(Quoted passage Opens)
It connects the Carinthian Katsch Valley in the south with the historic Lungau region of Salzburg (present-day Tamsweg district) and the Mur river in the north, from where the road leads further on to the Radstädter Tauern Pass. The federal-state border between Salzburg and Carinthia runs along the top of the pass. Katschberg also separates the Ankogel Group of the Hohe Tauern range in the west from the Nock Mountains, part of the Gurktal Alps, in the east.

Parallel to the Katschberg Straße (B 99), which is now a regional highway (Landesstraße), since 1974 the Tauern Autobahn crosses the chain through the 5898 m long Katschberg Tunnel.
(Quoted passage Closes)
◆ **Tasks**:
• 1. Using the Katschberg passage, explain in one to three sentences why the pass serves as a dividing line, both between federal states and between mountain groups.
• 2. Write the next part of the Katschberg passage, carrying on after its final sentence.
The listing that follows is drawn from a separate source.
(Entries supplied Opens)
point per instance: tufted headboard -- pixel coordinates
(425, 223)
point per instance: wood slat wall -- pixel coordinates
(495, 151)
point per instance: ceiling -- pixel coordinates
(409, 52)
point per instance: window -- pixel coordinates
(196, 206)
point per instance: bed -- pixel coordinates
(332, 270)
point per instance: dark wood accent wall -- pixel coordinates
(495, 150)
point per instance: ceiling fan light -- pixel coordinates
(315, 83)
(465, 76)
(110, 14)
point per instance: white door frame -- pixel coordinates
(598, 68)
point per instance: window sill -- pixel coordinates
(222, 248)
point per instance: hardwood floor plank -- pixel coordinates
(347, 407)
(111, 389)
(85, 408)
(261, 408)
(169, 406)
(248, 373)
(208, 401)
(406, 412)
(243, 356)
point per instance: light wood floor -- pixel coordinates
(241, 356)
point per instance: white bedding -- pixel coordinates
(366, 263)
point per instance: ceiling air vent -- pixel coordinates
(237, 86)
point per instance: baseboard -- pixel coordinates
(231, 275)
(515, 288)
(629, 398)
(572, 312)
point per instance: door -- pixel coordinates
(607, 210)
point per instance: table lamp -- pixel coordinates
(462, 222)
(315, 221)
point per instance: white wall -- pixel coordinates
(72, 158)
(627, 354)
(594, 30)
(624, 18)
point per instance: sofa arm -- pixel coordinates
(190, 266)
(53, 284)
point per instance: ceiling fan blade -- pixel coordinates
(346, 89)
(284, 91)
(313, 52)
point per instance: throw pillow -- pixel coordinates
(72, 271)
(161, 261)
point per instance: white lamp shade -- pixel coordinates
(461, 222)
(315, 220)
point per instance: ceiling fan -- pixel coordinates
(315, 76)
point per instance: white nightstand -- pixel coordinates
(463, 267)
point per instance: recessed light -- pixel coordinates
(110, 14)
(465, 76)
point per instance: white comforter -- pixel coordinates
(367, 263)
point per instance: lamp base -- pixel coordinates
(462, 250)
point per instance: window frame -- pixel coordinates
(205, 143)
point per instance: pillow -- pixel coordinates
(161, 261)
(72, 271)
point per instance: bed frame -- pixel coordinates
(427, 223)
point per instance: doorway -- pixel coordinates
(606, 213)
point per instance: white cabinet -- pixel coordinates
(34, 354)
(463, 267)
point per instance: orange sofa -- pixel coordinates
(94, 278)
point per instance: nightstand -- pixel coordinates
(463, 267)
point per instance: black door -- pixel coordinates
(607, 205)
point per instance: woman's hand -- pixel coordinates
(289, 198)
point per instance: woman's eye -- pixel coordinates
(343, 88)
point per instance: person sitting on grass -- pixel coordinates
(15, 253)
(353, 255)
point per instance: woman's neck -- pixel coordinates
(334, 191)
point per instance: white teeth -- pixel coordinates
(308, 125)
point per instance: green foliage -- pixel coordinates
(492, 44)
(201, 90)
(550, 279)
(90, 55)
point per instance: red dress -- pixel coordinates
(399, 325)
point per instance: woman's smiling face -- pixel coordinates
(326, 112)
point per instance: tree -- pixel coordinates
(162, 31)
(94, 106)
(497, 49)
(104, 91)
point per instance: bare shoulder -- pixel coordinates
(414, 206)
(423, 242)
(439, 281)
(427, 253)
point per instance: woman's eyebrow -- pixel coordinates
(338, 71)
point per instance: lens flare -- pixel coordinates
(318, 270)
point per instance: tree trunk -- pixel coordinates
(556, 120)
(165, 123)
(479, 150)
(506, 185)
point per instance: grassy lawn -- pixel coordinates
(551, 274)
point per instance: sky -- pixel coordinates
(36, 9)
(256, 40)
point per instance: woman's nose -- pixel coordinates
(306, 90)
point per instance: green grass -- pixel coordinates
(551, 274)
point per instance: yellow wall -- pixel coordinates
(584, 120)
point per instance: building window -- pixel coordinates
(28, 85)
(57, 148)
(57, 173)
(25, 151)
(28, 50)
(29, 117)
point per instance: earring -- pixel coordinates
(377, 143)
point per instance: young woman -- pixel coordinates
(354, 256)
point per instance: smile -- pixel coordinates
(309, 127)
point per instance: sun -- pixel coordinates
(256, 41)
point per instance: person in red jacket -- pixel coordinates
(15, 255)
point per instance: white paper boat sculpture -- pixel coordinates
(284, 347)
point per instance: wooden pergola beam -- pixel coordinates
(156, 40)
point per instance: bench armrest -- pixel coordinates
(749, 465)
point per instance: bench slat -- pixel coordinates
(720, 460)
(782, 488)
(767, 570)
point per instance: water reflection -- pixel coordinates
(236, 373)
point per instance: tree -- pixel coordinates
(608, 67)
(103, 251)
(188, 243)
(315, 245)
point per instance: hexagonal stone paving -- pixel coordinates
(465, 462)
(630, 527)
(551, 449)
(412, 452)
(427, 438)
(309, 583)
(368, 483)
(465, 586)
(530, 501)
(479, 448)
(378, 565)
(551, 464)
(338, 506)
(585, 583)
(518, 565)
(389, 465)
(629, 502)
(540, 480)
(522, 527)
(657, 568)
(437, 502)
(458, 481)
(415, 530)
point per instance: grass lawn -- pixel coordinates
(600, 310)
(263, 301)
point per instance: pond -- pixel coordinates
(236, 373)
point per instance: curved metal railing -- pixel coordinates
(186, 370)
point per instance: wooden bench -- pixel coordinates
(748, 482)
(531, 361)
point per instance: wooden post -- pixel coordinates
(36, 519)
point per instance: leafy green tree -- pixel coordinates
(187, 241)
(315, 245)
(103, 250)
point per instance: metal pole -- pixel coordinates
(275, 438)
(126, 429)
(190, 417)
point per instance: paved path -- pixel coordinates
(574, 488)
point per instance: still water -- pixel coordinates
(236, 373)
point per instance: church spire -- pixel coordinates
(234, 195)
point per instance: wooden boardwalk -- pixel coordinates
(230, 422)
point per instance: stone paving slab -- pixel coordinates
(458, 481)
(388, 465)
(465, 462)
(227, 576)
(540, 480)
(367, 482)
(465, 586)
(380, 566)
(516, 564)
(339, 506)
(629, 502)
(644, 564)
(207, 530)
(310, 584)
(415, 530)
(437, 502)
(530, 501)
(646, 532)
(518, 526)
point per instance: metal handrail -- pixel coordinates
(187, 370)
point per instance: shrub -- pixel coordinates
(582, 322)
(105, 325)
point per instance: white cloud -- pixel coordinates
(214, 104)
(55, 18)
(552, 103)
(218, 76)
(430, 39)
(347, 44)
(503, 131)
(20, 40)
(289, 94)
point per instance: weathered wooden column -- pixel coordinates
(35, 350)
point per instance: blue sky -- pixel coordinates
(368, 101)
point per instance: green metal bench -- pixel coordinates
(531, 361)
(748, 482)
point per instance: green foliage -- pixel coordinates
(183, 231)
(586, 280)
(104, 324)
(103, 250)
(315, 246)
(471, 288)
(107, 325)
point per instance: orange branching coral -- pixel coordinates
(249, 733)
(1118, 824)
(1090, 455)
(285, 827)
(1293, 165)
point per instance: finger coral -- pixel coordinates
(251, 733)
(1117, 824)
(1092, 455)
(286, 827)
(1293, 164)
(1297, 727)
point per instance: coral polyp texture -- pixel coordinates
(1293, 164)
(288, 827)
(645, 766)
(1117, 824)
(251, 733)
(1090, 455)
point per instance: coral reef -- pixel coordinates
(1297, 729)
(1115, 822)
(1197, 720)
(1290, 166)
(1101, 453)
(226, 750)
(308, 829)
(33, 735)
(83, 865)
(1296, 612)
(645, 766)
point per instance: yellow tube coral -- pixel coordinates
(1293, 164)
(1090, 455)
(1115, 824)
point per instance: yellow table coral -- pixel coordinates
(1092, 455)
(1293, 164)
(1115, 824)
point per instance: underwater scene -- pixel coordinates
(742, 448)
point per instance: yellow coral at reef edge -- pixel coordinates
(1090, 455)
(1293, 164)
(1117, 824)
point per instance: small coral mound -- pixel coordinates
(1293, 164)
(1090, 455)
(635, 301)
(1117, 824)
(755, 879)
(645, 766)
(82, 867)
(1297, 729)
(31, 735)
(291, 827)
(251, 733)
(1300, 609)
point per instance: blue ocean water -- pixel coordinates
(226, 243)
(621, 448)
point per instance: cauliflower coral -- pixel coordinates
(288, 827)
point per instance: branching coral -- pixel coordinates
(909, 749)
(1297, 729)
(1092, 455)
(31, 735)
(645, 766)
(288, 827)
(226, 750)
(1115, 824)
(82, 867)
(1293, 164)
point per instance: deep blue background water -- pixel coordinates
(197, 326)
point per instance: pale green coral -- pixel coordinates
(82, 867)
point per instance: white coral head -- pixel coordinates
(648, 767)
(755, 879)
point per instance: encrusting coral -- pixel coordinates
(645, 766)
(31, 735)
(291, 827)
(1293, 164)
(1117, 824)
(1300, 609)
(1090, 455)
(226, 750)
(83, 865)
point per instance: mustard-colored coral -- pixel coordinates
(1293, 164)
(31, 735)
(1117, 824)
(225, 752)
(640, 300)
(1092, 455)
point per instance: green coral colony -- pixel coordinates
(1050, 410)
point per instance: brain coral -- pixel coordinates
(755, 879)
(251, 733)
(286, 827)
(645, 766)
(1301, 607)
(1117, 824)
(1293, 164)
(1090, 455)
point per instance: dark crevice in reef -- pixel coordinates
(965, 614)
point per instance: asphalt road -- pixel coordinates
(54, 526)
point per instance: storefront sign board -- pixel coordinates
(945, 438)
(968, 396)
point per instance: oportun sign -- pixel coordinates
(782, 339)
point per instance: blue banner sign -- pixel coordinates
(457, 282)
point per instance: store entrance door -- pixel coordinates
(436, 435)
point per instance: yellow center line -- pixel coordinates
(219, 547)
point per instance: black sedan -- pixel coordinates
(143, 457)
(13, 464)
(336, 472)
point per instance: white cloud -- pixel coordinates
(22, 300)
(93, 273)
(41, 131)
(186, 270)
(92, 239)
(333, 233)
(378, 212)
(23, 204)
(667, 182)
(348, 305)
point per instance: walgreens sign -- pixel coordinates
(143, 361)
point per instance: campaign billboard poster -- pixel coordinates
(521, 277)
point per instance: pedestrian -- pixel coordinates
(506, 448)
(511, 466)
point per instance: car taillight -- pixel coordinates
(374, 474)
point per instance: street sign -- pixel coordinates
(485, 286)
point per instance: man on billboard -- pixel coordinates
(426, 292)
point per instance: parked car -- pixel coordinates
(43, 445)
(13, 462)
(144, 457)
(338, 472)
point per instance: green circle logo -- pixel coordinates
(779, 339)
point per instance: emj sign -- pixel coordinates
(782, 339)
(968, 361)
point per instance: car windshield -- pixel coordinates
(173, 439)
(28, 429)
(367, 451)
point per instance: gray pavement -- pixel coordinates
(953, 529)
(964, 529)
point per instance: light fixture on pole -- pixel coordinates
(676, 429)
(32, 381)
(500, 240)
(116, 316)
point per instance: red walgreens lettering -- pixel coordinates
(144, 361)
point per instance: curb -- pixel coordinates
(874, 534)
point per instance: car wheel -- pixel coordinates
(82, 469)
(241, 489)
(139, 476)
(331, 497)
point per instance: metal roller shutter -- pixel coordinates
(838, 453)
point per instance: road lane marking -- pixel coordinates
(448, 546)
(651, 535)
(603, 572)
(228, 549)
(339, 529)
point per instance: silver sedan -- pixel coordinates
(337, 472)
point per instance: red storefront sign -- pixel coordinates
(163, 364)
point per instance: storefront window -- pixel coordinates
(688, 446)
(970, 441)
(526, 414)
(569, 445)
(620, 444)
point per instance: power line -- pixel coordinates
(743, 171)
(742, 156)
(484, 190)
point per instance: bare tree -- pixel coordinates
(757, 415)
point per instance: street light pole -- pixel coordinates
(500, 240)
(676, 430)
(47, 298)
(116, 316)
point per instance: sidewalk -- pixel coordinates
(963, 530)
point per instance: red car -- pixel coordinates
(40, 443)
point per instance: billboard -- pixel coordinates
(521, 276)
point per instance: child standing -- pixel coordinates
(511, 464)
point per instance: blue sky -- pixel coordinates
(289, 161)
(Entries supplied Closes)
◆ **Exercise answers**:
• 1. The federal-state border between Salzburg and Carinthia runs along the top of the pass, so the pass divides the two states. It also separates the Ankogel Group of the Hohe Tauern range in the west from the Nock Mountains, part of the Gurktal Alps, in the east.

• 2.
==History==
Though the pass was probably already known to the Celtic Taurisci and later was part of a Roman Road from Teurnia to Iuvavum (Salzburg), it was first mentioned in a 1459 deed, then at the border between the Duchy of Carinthia and the Archbishopric of Salzburg. Mail was first sent over the pass in 1764.

In 1929, J. Kastner built the first inn at Katschberghöhe. Matthias and Gertrude Bogensperger took over the inn in 1956 and expanded it to a 4-star hotel. These days, there are numerous hotels, holiday resorts and apartments in the region.
In 1957, the first ski lift to the Tschaneck peak was built.

==Tourism==
Today, the ski resort 'Schischaukel Katschberg-Aineck' includes 16 lifts that cover 70 km of slopes with 100% snow-making facilities from Tschaneck (2024 m) to Aineck (2220 m) until Sankt Margarethen im Lungau.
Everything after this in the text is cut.